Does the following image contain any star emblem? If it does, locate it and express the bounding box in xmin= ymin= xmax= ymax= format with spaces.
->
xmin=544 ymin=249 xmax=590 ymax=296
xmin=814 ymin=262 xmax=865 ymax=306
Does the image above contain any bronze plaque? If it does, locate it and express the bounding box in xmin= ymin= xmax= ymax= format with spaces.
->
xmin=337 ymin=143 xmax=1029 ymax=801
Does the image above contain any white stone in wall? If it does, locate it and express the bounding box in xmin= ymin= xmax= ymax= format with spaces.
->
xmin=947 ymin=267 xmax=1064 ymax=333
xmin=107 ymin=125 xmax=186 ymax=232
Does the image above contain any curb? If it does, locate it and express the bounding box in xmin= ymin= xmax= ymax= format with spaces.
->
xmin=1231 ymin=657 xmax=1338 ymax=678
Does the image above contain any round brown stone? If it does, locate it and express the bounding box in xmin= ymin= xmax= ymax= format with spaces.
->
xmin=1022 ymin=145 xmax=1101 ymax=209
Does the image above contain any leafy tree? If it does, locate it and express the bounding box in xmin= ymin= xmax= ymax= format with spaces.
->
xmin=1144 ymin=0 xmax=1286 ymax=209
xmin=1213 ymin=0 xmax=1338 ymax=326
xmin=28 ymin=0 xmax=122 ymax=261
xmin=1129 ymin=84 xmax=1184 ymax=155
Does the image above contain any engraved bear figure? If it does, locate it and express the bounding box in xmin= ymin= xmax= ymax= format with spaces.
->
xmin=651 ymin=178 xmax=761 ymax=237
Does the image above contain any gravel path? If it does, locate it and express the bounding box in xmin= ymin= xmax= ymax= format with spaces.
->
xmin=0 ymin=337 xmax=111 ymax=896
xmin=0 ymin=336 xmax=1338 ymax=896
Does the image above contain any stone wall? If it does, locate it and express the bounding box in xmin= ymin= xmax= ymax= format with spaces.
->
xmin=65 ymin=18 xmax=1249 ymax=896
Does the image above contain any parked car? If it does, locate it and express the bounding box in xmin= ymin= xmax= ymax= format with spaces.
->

──────────────────────────────

◆ Exercise requirements: Print all of the data above again, line for line, with no changes.

◆ Response to this task:
Does the following image contain any star emblem? If it does, locate it and express the bounding box in xmin= ymin= xmax= ymax= format with spaces.
->
xmin=544 ymin=249 xmax=590 ymax=296
xmin=814 ymin=262 xmax=865 ymax=306
Does the image above contain any bronze plaque? If it does, locate it and express the bounding box in xmin= ymin= xmax= ymax= format with spaces.
->
xmin=337 ymin=143 xmax=1029 ymax=801
Does the image above contain any white stone in wall? If it does, locate it and express the bounding box in xmin= ymin= xmax= ymax= format with spaces.
->
xmin=947 ymin=267 xmax=1064 ymax=333
xmin=107 ymin=125 xmax=186 ymax=232
Does the image above contain any curb? If it does, locate it and express the bounding box in xmin= ymin= xmax= ymax= format with spaces.
->
xmin=1231 ymin=657 xmax=1338 ymax=678
Does the image above contain any round brown stone? If it does, locate it and express the bounding box in xmin= ymin= xmax= ymax= format with spaces.
->
xmin=1022 ymin=145 xmax=1101 ymax=209
Does the image above contain any leafy tree? If it does, locate it and express the bounding box in xmin= ymin= xmax= ymax= format with spaces.
->
xmin=1144 ymin=0 xmax=1286 ymax=209
xmin=1213 ymin=0 xmax=1338 ymax=326
xmin=28 ymin=0 xmax=122 ymax=261
xmin=1129 ymin=84 xmax=1184 ymax=155
Does the image above contain any engraved bear figure? If it does, locate it and express the bounding box in xmin= ymin= xmax= ymax= format with spaces.
->
xmin=651 ymin=178 xmax=761 ymax=237
Does the image above contain any gravel path? If it does, locate it and express the bounding box in xmin= ymin= xmax= ymax= format with spaces.
->
xmin=0 ymin=337 xmax=111 ymax=896
xmin=0 ymin=336 xmax=1338 ymax=896
Does the image above contain any stone wall? If it does, locate it and express the bounding box in xmin= ymin= xmax= ymax= format with spaces.
->
xmin=65 ymin=18 xmax=1249 ymax=896
Does the image above contain any parked car? If it does, locate it and express the bounding box in xmin= ymin= xmax= ymax= format with spaces.
->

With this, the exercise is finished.